(Data extract):
* begin *

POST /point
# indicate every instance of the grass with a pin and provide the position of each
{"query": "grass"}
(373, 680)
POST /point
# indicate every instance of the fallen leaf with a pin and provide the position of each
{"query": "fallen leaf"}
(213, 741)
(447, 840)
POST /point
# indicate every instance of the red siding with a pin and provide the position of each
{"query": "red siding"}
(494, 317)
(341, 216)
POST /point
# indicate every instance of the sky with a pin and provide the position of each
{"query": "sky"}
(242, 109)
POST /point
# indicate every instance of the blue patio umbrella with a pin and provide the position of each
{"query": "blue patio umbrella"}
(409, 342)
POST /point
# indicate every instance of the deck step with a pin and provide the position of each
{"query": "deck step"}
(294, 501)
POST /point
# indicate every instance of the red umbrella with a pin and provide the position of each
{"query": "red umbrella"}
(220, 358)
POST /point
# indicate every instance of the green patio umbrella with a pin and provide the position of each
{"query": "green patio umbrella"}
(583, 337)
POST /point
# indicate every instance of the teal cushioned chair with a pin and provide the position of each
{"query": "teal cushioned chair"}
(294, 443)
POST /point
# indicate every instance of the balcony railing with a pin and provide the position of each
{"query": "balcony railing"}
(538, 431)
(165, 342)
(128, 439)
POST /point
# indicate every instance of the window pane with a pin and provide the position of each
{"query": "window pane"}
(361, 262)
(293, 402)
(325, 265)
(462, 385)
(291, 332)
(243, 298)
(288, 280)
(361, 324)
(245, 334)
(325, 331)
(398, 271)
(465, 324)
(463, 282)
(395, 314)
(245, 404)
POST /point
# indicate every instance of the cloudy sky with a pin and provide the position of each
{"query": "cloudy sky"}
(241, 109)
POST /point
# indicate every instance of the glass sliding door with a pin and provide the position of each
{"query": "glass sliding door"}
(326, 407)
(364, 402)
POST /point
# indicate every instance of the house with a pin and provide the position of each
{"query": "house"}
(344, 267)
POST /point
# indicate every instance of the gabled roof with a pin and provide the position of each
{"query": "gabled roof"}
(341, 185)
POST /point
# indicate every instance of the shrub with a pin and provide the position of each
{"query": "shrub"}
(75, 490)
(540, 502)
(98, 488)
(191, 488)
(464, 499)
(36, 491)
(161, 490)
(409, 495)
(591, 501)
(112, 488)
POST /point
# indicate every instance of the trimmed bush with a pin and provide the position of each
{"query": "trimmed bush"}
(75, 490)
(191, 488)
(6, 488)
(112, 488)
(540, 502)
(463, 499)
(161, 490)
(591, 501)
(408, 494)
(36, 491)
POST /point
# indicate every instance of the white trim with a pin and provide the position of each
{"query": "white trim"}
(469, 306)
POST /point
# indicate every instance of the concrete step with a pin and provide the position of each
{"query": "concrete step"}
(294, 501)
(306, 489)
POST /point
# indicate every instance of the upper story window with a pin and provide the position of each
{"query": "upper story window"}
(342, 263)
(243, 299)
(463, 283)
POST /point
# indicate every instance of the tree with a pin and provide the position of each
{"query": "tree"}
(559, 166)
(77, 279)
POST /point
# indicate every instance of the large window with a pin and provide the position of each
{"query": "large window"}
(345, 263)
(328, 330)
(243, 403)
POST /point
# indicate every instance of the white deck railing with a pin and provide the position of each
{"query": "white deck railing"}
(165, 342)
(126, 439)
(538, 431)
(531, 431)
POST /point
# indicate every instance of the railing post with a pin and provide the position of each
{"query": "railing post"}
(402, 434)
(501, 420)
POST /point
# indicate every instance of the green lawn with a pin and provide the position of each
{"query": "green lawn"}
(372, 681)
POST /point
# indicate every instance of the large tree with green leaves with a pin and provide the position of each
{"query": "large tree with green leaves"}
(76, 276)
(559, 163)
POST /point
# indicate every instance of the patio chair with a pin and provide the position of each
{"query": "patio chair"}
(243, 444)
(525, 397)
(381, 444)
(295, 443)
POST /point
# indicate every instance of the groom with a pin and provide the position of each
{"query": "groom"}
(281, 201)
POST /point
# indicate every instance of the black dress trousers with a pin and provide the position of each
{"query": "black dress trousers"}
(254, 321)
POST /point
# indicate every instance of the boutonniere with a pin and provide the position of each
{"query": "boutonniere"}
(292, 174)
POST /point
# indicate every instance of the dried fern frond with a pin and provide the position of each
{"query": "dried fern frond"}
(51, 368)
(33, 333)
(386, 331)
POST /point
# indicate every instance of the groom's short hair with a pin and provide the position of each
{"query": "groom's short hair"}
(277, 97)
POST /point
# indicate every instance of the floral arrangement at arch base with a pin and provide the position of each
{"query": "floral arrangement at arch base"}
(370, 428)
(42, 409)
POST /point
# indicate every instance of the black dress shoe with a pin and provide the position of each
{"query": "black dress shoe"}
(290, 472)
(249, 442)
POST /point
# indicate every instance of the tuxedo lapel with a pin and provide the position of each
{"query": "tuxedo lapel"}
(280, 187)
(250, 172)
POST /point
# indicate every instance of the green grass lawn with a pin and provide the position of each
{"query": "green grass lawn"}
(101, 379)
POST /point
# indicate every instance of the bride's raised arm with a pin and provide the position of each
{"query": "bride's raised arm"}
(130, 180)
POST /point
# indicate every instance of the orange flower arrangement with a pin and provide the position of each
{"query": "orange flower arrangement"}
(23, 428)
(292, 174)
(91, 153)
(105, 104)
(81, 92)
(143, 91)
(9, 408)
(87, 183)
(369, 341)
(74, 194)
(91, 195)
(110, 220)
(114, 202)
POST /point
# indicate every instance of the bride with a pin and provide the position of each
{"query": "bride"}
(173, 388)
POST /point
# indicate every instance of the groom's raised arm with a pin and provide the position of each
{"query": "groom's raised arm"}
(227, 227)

* end *

(Goal of the exercise): Return the entries above exactly as they appear.

(Output for this task):
POST /point
# indicate every instance of the grass with a pin and provide the position of each
{"query": "grass"}
(373, 680)
POST /point
# indicate every instance of the fallen leaf with a pin and provide the position of each
{"query": "fallen leaf"}
(213, 741)
(447, 840)
POST /point
# indicate every instance of the red siding with a pin and provide the position of each
{"query": "red siding"}
(494, 317)
(341, 216)
POST /point
# indicate every instance of the sky with a pin and provide the position of each
{"query": "sky"}
(242, 109)
POST /point
# indicate every instance of the blue patio umbrella with a pin and provide the position of each
{"query": "blue patio umbrella"}
(409, 342)
POST /point
# indicate every instance of the deck step with a pin and provide the position of each
{"query": "deck step"}
(294, 501)
POST /point
# indicate every instance of the red umbrella with a pin and provide the position of each
{"query": "red umbrella"}
(220, 358)
POST /point
# indicate every instance of the green patio umbrella with a pin and provide the position of each
{"query": "green patio umbrella"}
(583, 337)
POST /point
# indicate every instance of the teal cushioned chair with a pin and provide the position of each
{"query": "teal cushioned chair"}
(294, 443)
POST /point
# indicate every instance of the balcony railing with a pin and provide the position of each
{"query": "balcony railing"}
(538, 431)
(165, 342)
(128, 439)
POST /point
# indicate every instance of the window pane with a pin and provide the position of each
{"query": "window pane"}
(361, 262)
(293, 402)
(325, 265)
(462, 385)
(291, 332)
(243, 298)
(288, 280)
(361, 324)
(245, 334)
(325, 331)
(398, 271)
(465, 324)
(463, 282)
(395, 314)
(245, 404)
POST /point
# indicate every instance of the cloudy sky with a pin and provide the position of each
{"query": "cloudy sky"}
(241, 109)
POST /point
# indicate every instance of the glass sliding door with a pin and provide the position of each
{"query": "glass sliding door"}
(326, 407)
(364, 402)
POST /point
# indicate every instance of the house with a pin and provide the position of each
{"query": "house"}
(344, 267)
POST /point
# indicate every instance of the gabled roof with a pin and provide the position of each
{"query": "gabled roof"}
(341, 185)
POST /point
# indicate every instance of the shrub with a pin and provide the position of each
{"query": "shrub"}
(75, 490)
(540, 502)
(98, 488)
(191, 488)
(464, 499)
(36, 491)
(161, 490)
(409, 495)
(591, 501)
(112, 488)
POST /point
# indicate every instance of the trimmed bush with a pin and provide the position of each
{"query": "trimmed bush"}
(75, 490)
(191, 488)
(6, 488)
(112, 488)
(540, 502)
(463, 499)
(161, 490)
(591, 501)
(408, 494)
(36, 491)
POST /point
# indicate every instance of the white trim with a pin and provide the position of each
{"query": "white trim"}
(469, 306)
POST /point
# indicate every instance of the concrete step with a pin and provide the position of each
{"query": "concrete step"}
(294, 501)
(306, 489)
POST /point
# indicate every instance of the upper story window with a pin and provide the position of each
{"query": "upper story window"}
(342, 263)
(243, 299)
(463, 283)
POST /point
# indicate every instance of the tree with a pin and provide the position of each
{"query": "tree"}
(559, 166)
(77, 279)
POST /point
# indicate every instance of the large window with a pin and provide the position of each
{"query": "large window"}
(345, 263)
(328, 330)
(243, 403)
POST /point
# indicate every instance of the white deck railing with a pin and provide the position of each
{"query": "white deck railing"}
(165, 342)
(126, 439)
(538, 431)
(531, 431)
POST /point
# indicate every instance of the railing post with a pin and provide the position of each
{"query": "railing post"}
(402, 434)
(501, 420)
POST /point
# indicate every instance of the green lawn with a pin and provide the position of each
{"query": "green lawn"}
(372, 681)
POST /point
# indicate every instance of the large tree with green leaves with a pin and provide the position of each
{"query": "large tree with green leaves"}
(76, 276)
(559, 163)
POST /point
# indicate every instance of the patio chair with a pin and provide the position of each
{"query": "patio chair"}
(243, 444)
(525, 397)
(381, 444)
(295, 443)
POST /point
# indicate every instance of the groom with a pin and provide the position of each
{"query": "groom"}
(281, 201)
POST /point
# indicate every instance of the black dress trousers with a pin and provide the position of each
{"query": "black dress trousers"}
(254, 321)
POST /point
# indicate every instance of the boutonniere with a pin and provide the position of each
{"query": "boutonniere"}
(292, 174)
POST /point
# indicate every instance of the dried fern frond with a pin and provide the position of each
{"query": "dried fern frond"}
(51, 368)
(33, 333)
(386, 331)
POST /point
# indicate every instance of the groom's short hair with a pin and provide the position of each
{"query": "groom's short hair"}
(277, 97)
POST /point
# indicate every instance of the floral arrangement at arch base with a pin and provide the position of each
{"query": "floral arrangement at arch base"}
(370, 428)
(42, 409)
POST /point
# indicate every instance of the black dress shoe with a pin and provide the position of each
{"query": "black dress shoe"}
(290, 472)
(249, 442)
POST /point
# indicate every instance of the tuxedo lapel with a pin and provide the position of each
{"query": "tuxedo lapel"}
(280, 187)
(250, 172)
POST /point
# indicate every instance of the green grass lawn with a pin and provide the position of each
{"query": "green grass lawn"}
(101, 379)
POST /point
# indicate every instance of the bride's raised arm with a pin and provide the position of each
{"query": "bride's raised arm"}
(130, 180)
POST /point
# indicate every instance of the orange flower arrangement with a pin and provide the position of each
{"query": "orange flower arrangement"}
(23, 428)
(292, 174)
(91, 153)
(105, 104)
(81, 92)
(143, 91)
(9, 408)
(87, 183)
(369, 341)
(74, 194)
(91, 195)
(110, 220)
(114, 202)
POST /point
# indicate every instance of the bride with a pin and provide the position of each
{"query": "bride"}
(173, 388)
POST /point
# indicate every instance of the groom's raised arm with a pin and provide the position of each
{"query": "groom's raised arm"}
(227, 227)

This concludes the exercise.